[Reading passage]:
It's been so long, I barely even remembered I'd written this. I just tested it against FreeBSD 9.3-STABLE and confirmed that it has no effect. Here's a clue as to why:

# /usr/sbin/sshd -Dd
debug1: HPN Buffer Size: 65536
debug1: sshd version OpenSSH_6.6.1p1_hpn13v11 FreeBSD-20160314, OpenSSL 0.9.8zh-freebsd 3 Dec 2015
[...]
debug1: expecting SSH2_MSG_KEXDH_INIT [preauth]
Disconnecting: Protocol error: expected packet type 30, got 20 [preauth]
debug1: do_cleanup [preauth]
debug1: monitor_read_log: child log fd closed
debug1: do_cleanup
debug1: Killing privsep child 47315

After the first SSH2_MSG_KEXINIT, OpenSSH expects SSH2_MSG_KEXDH_INIT and closes the connection when it gets a second SSH2_MSG_KEXINIT instead. This is confirmed by reading the code. First, this line in server_init_dispatch_20() (called by server_init_dispatch(), called by server_loop()) in serverloop.c sets kex_input_kexinit() to be the handler for SSH2_MSG_KEXINIT packets:

        /* rekeying */
        dispatch_set(SSH2_MSG_KEXINIT, &kex_input_kexinit);

That function is in kex.c. It parses the KEX proposal, then calls kex_kexinit_finish() in the same file, which calls the KEX handler for the requested algorithm:

        if (kex->kex_type >= 0 && kex->kex_type < KEX_MAX &&
            kex->kex[kex->kex_type] != NULL) {
                (kex->kex[kex->kex_type])(kex);
        } else {
                fatal("Unsupported key exchange %d", kex->kex_type);
        }

These handlers are initialized by do_ssh2_kex() in sshd.c:

        kex = kex_setup(myproposal);
        kex->kex[KEX_DH_GRP1_SHA1] = kexdh_server;
        kex->kex[KEX_DH_GRP14_SHA1] = kexdh_server;

If you look at kexdh_server() in kexdhs.c, you'll see that it first generates a DH key and then immediately waits for a SSH2_MSG_KEXDH_INIT packet:

        dh_gen_key(dh, kex->we_need * 8);

        debug("expecting SSH2_MSG_KEXDH_INIT");
        packet_read_expect(SSH2_MSG_KEXDH_INIT);

Unsurprisingly, if packet_read_expect() gets anything else than SSH2_MSG_KEXDH_INIT, it prints an error message and kills the connection.

[Records provided]:
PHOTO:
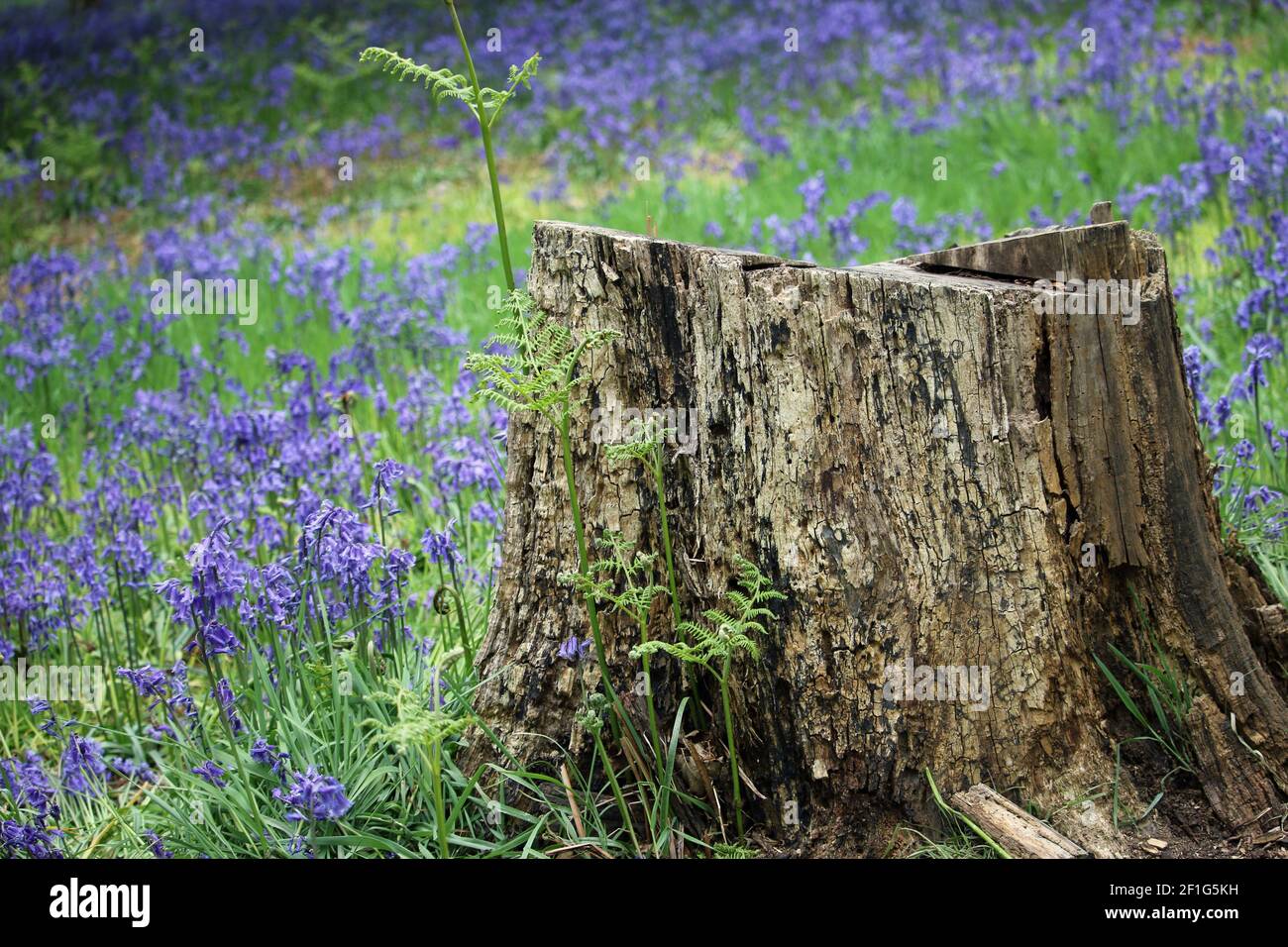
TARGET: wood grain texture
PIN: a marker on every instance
(918, 459)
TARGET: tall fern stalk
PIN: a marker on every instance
(485, 105)
(485, 133)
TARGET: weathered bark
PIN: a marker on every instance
(918, 459)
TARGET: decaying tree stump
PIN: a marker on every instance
(940, 472)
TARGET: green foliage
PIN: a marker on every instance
(623, 565)
(728, 631)
(445, 84)
(532, 361)
(1168, 705)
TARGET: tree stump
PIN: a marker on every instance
(941, 471)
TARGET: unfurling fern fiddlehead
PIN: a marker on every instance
(483, 102)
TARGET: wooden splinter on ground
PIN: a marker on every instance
(1006, 823)
(967, 486)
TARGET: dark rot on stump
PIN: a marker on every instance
(966, 484)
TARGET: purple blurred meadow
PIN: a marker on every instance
(279, 535)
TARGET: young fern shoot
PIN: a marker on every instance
(532, 367)
(634, 600)
(645, 447)
(484, 103)
(715, 644)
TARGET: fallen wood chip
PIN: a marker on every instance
(1016, 830)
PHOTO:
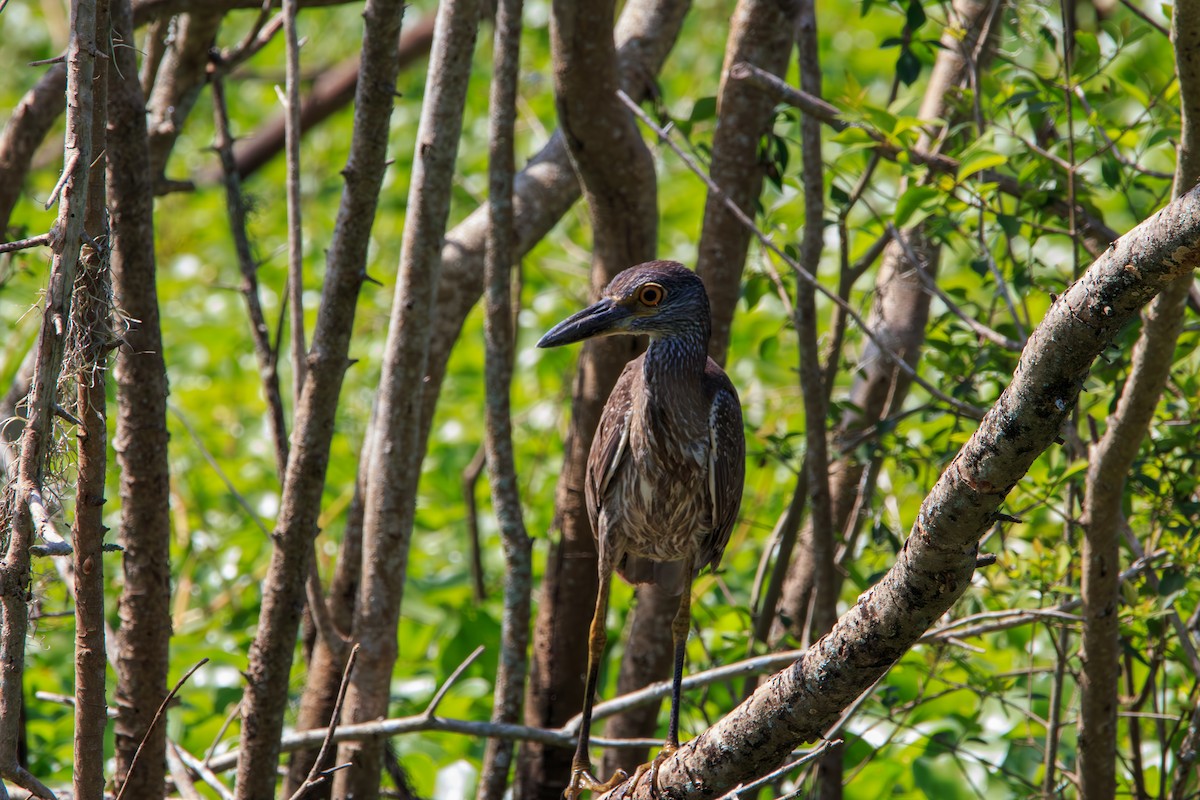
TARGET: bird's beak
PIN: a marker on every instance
(598, 319)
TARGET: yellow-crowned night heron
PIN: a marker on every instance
(665, 473)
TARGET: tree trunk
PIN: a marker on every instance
(395, 444)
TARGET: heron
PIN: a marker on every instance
(666, 467)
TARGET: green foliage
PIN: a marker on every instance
(948, 720)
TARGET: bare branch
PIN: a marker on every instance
(395, 444)
(904, 366)
(1096, 234)
(939, 558)
(498, 336)
(35, 443)
(159, 715)
(295, 232)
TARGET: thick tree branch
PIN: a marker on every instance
(91, 342)
(395, 441)
(1096, 235)
(936, 564)
(36, 438)
(498, 335)
(141, 439)
(328, 360)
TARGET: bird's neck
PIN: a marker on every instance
(672, 359)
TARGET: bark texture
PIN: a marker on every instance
(936, 564)
(502, 473)
(27, 126)
(395, 443)
(762, 32)
(328, 360)
(899, 314)
(143, 638)
(36, 438)
(599, 134)
(91, 314)
(1111, 459)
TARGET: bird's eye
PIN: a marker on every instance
(651, 294)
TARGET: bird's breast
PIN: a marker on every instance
(659, 501)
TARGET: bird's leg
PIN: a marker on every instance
(581, 765)
(679, 627)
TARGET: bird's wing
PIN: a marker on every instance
(610, 444)
(726, 462)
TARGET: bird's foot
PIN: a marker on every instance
(653, 768)
(582, 780)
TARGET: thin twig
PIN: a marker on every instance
(203, 773)
(469, 480)
(24, 244)
(295, 234)
(178, 769)
(159, 715)
(450, 681)
(979, 329)
(563, 737)
(771, 777)
(966, 409)
(316, 775)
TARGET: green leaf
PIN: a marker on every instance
(1110, 172)
(703, 109)
(977, 163)
(907, 66)
(916, 199)
(915, 17)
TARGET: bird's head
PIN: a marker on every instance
(659, 299)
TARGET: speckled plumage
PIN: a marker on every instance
(666, 468)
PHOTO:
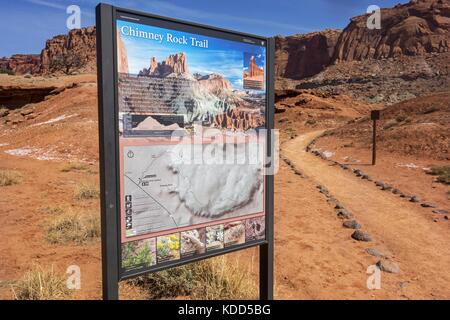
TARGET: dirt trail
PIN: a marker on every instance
(420, 246)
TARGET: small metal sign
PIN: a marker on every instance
(375, 115)
(167, 90)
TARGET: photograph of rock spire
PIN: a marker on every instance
(253, 71)
(172, 81)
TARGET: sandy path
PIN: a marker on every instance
(420, 246)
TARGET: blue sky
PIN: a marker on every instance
(26, 24)
(223, 57)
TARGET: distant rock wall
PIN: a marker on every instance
(416, 28)
(78, 42)
(301, 56)
(412, 29)
(21, 63)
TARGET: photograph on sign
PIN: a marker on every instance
(191, 107)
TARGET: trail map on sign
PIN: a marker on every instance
(165, 189)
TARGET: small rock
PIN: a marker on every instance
(338, 206)
(351, 224)
(344, 214)
(375, 252)
(428, 205)
(361, 236)
(386, 187)
(379, 183)
(388, 266)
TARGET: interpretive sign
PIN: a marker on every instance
(184, 113)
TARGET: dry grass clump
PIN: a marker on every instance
(54, 209)
(443, 173)
(86, 192)
(76, 166)
(210, 279)
(9, 178)
(73, 227)
(40, 284)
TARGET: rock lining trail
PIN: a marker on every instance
(419, 246)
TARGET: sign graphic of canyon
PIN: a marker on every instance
(253, 71)
(172, 88)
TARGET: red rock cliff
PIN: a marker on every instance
(78, 42)
(301, 56)
(21, 63)
(412, 29)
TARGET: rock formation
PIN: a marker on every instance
(78, 42)
(175, 63)
(412, 29)
(21, 63)
(214, 83)
(416, 28)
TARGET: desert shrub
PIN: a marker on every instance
(443, 173)
(86, 192)
(311, 121)
(133, 256)
(210, 279)
(7, 71)
(73, 227)
(431, 109)
(9, 178)
(400, 118)
(40, 284)
(75, 166)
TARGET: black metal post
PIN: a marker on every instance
(374, 142)
(107, 146)
(266, 250)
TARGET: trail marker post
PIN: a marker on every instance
(374, 115)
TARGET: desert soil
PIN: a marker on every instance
(332, 265)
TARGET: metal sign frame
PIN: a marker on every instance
(109, 156)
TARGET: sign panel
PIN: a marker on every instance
(190, 119)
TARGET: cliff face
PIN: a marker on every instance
(78, 42)
(21, 63)
(412, 29)
(301, 56)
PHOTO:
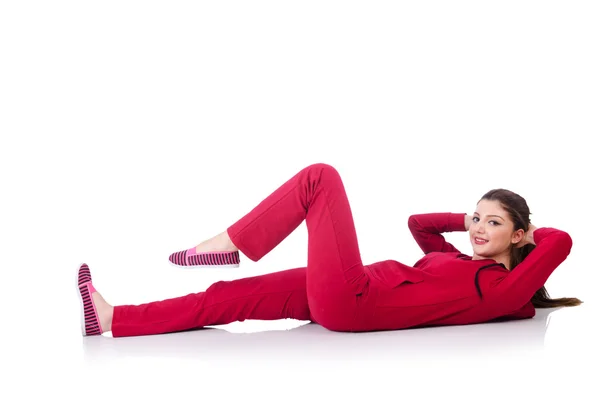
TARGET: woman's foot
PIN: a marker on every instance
(219, 243)
(218, 251)
(104, 310)
(96, 314)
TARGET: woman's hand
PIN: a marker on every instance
(468, 221)
(528, 238)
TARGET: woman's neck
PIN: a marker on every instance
(503, 258)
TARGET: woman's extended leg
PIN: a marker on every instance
(330, 283)
(271, 296)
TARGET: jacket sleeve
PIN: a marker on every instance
(427, 230)
(552, 248)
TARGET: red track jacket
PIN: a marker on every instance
(447, 287)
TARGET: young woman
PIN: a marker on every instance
(503, 279)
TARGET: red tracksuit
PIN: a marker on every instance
(335, 289)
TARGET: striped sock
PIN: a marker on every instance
(212, 259)
(90, 315)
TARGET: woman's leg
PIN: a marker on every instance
(325, 291)
(335, 274)
(271, 296)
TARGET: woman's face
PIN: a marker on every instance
(491, 232)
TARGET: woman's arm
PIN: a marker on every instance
(427, 229)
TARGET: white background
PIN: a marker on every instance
(133, 129)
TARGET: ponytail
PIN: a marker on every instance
(541, 298)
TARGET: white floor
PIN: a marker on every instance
(553, 354)
(130, 130)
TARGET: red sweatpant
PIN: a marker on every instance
(332, 290)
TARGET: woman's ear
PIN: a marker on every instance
(518, 236)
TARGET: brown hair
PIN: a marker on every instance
(518, 210)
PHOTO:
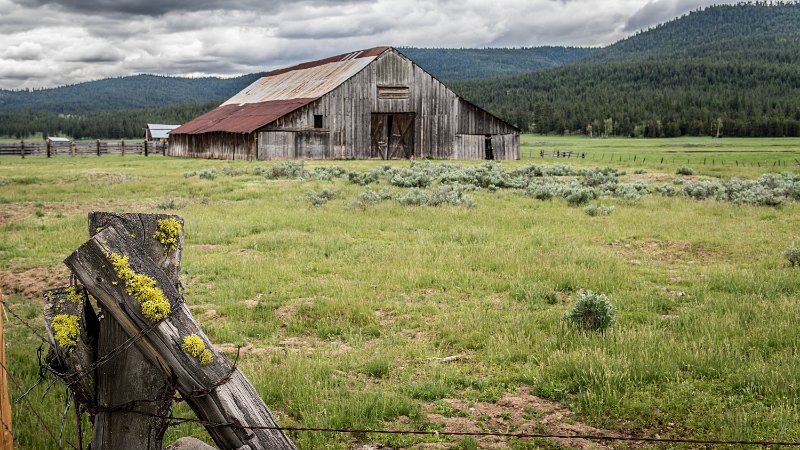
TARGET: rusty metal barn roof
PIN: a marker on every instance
(280, 92)
(244, 118)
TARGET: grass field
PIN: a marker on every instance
(340, 308)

[Brief]: Continue the OpenSSH key exchange write-up from its last sentence.

[Output for this exercise]:
However, this code was significantly rewritten between 6.7 and 6.8. Instead of having the KEX code actively request and validate the next packet, it simply sets a handler for the packet it expects (SSH2_MSG_KEXDH_INIT) and returns to the server loop:

        if ((r = dh_gen_key(kex->dh, kex->we_need * 8)) != 0)
                goto out;

        debug("expecting SSH2_MSG_KEXDH_INIT");
        ssh_dispatch_set(ssh, SSH2_MSG_KEXDH_INIT, &input_kex_dh_init);
        r = 0;
 out:
        return r;

If the correct packet is received, the correct handler is called, but the server loop now also accepts and dispatches other types of packets. This is what kexkill takes advantage of. The bug was fixed between 7.3 and 7.4 by having kex_input_kexinit() immediately deregister the SSH2_MSG_KEXINIT handler:

        ssh_dispatch_set(ssh, SSH2_MSG_KEXINIT, NULL);

The server loop no longer knows what to do with it and throws a fatal error instead.

To summarize: the bug is real and kexkill works (which I verified by taking a 10.4-STABLE VM and rolling back OpenSSH to an unpatched 7.2p1), but only OpenSSH 6.8 through 7.3 are vulnerable. The precise impact of the bug varies, but in theory, especially on a small system, it can trigger the OOM killer and completely kill sshd or other services.

Note that I also found and fixed a bug while working on this, so be sure to grab the latest version.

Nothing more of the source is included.